Exercise requirements
(a) In the speaker profile below, which award is listed?
(b) From the speaker profile below, reproduce the passage that begins at the words "Principal Consultant at" and stop after the words "learning new technologies.".
(c) List every activity the speaker profile below says the speaker enjoys.

Text passage
______
Most Active Speaker

Falek Miah

Falek Miah

Principal Consultant at Advancing Analytics

London, United Kingdom

Actions

Microsoft, Databricks (Spark) and Terraform (HashiCorp) certified consultant with over 15+ years’ technical experience.

Specialising in Business Intelligence, Azure Cloud and Power Platform, with extensive experience on delivering end-to-end cloud solutions across a wide range of industries.

I am a data, cloud & DevOps enthusiast with a passionate for automation and like sharing knowledge with the data community.

I enjoy running, swimming, football and learning new technologies.

Awards

  • Most Active Speaker 2023

Area of Expertise

  • Information & Communications Technology

Quest to Delta Optimisation

Delta has become a widely used tool by data professionals to build effective and reliable Lakehouse’s. Yet, questions arise regarding its performance with large datasets, its ability to handle skewed data, and its concurrent write management. In this session, will dive deep into optimization options and methods that will improve your Lakehouse performance.

Delta files are not ordinary data files but are key in making Lakehouse efficient, optimal, and scalable. However, optimizing delta files and tables in Databricks can be challenging and even a daunting task. Techniques like partitioning and z-ordering can be limited, inflexible, and challenging to implement, especially when your data is constantly changing or growing.
This session will introduce you to the new liquid clustering technique, a cutting-edge approach that is more flexible and adaptable to data layout changes. This will not only enhance your query performance but also simplify your optimization process.
Furthermore, we will explore various other Delta file optimization techniques, such as data skipping, z-ordering, and vacuuming in Databricks. These techniques will help you maximize the value of your Delta files while minimizing resource utilization and costs.
By the end of this session, you'll have the necessary knowledge and tools to optimize Delta files and tables for your own Lakehouse.

Building a Lakehouse with Databricks Unity Catalog

The Data Lakehouse is an emerging architecture reshaping how we handle data. At the heart of this evolution lies Databricks Unity Catalog, transforming the way we manage data within the Lakehouse.

Delta is not just a file format, it's the engine driving the Lakehouse concept, solving data management challenges effortlessly. However, there remained gaps in data discovery and governance within these Lakehouse data platforms. We'll uncover how Unity Catalog bridges these gaps, eliminating the need for external tools.
______
Data provided
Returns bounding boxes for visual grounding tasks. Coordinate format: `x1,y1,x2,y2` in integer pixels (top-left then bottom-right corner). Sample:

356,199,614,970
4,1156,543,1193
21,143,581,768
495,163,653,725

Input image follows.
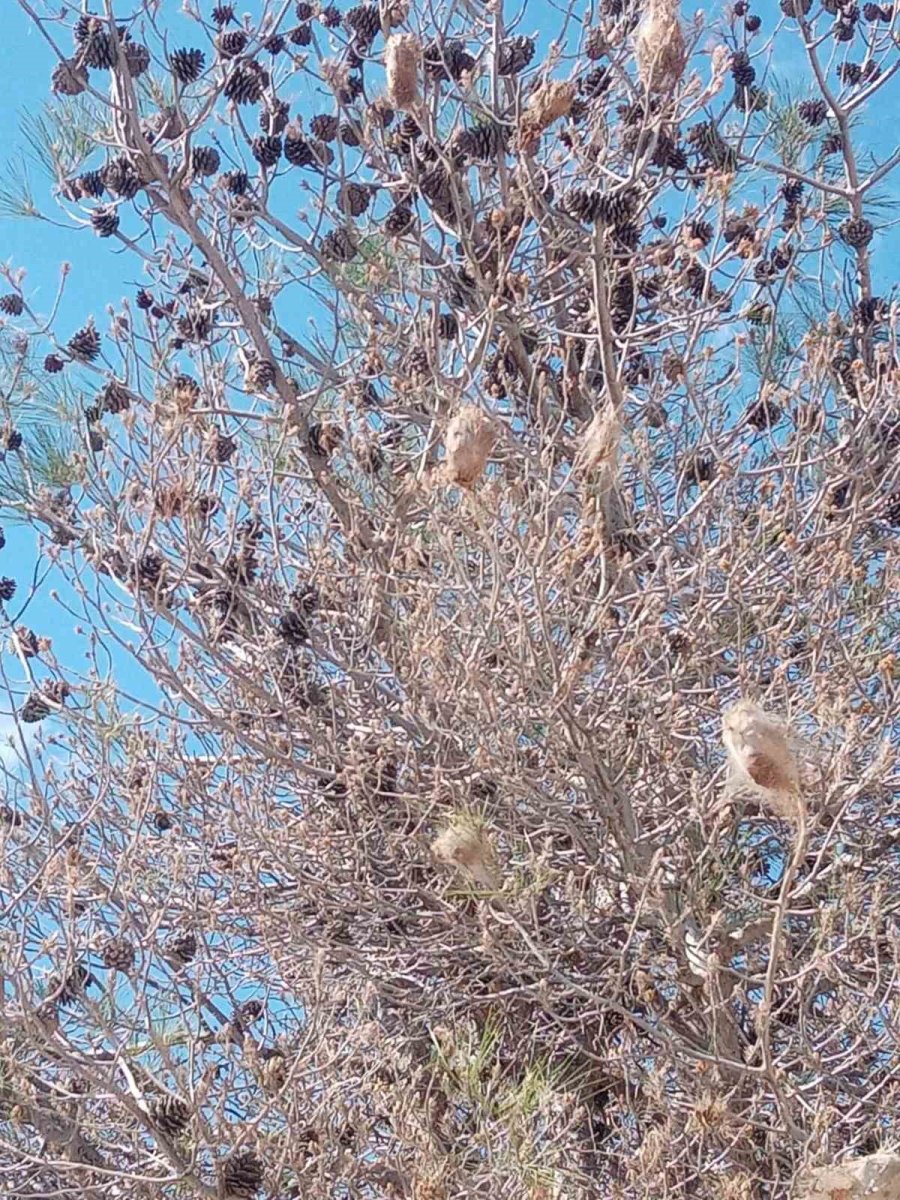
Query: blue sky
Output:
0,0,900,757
______
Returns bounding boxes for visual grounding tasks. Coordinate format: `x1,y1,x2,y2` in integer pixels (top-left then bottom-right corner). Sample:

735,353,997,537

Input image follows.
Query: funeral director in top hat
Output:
______
Task responses
(a) Most Active Speaker 2023

(b)
Principal Consultant at Advancing Analytics

London, United Kingdom

Actions

Microsoft, Databricks (Spark) and Terraform (HashiCorp) certified consultant with over 15+ years’ technical experience.

Specialising in Business Intelligence, Azure Cloud and Power Platform, with extensive experience on delivering end-to-end cloud solutions across a wide range of industries.

I am a data, cloud & DevOps enthusiast with a passionate for automation and like sharing knowledge with the data community.

I enjoy running, swimming, football and learning new technologies.

(c)
- running
- swimming
- football
- learning new technologies